DATA RECORDS: Begin

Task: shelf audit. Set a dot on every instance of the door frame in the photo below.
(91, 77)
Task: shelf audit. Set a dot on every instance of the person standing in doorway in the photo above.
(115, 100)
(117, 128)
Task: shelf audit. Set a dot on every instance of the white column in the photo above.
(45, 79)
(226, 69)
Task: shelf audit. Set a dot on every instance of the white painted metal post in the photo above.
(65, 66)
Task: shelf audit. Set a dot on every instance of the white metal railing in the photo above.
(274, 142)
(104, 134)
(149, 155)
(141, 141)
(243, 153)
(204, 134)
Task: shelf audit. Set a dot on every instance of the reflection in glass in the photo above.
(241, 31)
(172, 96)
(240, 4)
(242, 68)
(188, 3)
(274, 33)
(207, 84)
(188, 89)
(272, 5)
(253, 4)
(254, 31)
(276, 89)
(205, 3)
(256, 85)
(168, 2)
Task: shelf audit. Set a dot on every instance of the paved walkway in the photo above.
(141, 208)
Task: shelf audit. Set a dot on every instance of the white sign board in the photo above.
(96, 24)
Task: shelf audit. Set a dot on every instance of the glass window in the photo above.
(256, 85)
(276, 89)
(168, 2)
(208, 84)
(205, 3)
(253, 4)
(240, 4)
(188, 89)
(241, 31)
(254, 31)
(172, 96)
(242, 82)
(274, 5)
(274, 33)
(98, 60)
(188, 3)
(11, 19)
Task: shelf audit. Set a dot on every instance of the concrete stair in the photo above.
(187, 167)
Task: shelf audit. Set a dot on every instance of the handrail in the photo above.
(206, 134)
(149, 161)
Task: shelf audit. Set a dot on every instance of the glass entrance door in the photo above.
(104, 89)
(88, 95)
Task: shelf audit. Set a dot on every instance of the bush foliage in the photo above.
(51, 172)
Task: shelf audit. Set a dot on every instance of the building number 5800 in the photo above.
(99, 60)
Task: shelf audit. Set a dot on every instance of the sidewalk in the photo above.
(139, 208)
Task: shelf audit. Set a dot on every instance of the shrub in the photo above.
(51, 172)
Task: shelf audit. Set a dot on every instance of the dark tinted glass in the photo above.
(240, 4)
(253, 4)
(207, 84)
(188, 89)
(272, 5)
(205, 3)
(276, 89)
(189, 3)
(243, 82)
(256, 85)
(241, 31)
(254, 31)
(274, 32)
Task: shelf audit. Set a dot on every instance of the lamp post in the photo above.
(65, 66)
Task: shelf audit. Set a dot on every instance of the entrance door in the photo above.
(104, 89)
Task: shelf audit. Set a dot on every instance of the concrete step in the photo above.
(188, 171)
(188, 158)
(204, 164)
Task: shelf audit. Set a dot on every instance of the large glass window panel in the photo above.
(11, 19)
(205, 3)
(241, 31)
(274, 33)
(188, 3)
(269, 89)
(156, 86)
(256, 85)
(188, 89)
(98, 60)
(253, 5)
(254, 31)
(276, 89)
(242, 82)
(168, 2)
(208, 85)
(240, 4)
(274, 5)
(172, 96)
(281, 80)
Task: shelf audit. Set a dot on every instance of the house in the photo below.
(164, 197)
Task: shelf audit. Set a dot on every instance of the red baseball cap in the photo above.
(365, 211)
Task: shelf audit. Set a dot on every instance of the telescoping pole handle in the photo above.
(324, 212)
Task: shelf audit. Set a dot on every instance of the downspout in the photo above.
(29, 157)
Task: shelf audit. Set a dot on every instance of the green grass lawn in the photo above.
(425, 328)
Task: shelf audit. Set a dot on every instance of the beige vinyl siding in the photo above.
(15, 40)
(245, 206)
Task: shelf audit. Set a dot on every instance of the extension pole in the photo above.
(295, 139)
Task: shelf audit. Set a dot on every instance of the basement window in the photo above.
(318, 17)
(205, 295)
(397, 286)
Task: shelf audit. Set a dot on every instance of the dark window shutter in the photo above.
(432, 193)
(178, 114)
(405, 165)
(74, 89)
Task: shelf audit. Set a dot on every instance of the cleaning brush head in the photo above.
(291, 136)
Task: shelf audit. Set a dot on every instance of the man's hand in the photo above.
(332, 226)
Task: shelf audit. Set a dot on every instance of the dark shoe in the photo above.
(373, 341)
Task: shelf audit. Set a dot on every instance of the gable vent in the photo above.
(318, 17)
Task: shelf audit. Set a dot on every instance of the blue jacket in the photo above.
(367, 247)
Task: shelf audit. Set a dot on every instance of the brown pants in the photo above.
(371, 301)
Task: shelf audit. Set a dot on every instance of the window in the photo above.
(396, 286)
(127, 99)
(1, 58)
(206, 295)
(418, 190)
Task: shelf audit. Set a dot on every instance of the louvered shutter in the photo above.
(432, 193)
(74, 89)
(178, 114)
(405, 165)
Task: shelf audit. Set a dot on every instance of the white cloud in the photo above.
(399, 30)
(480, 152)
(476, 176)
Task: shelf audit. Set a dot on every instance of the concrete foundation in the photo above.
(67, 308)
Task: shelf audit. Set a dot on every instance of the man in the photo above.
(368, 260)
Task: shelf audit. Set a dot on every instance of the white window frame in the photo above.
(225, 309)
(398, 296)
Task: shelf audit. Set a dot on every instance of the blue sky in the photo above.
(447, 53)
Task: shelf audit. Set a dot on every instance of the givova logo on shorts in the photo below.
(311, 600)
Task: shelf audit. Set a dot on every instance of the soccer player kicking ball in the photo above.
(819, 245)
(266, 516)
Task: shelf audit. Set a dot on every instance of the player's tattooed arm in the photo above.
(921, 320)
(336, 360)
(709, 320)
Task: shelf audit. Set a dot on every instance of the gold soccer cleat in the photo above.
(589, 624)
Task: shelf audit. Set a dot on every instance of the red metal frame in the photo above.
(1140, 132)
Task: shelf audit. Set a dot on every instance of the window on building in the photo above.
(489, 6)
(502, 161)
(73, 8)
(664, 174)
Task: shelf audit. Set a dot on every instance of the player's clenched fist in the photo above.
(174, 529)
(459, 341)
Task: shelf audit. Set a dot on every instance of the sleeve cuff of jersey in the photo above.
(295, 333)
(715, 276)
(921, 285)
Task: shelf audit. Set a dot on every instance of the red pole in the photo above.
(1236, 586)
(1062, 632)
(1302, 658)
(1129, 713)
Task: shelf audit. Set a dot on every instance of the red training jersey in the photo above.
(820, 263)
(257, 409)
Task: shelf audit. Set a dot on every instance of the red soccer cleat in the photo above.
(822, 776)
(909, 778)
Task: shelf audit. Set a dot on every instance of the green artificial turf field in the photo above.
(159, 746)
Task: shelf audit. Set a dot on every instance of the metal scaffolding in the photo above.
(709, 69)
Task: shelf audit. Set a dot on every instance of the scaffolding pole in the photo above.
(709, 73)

DATA RECORDS: End

▶ [EXERCISE INSTRUCTIONS]:
Every line from the one with "training jersey in the photo above." through the last line of the records above should be returned exactly, please, and no others.

▶ [RESULT BELOW]:
Task: shelf audit. Set a dot on every instance of the red training jersey in the photo above.
(820, 263)
(257, 409)
Task: shelf audit. Set a dot on every instance of the red soccer cleat in the photo above.
(822, 776)
(909, 778)
Task: shelf audit. Set a dot on every instance of the green artificial turf field in the photo above.
(159, 746)
Task: shelf audit. Set a dot on every instance of the metal scaffolding in the photo above.
(709, 69)
Task: shelf audit. Set a dot on every instance of the scaffolding pole in the photo above.
(709, 73)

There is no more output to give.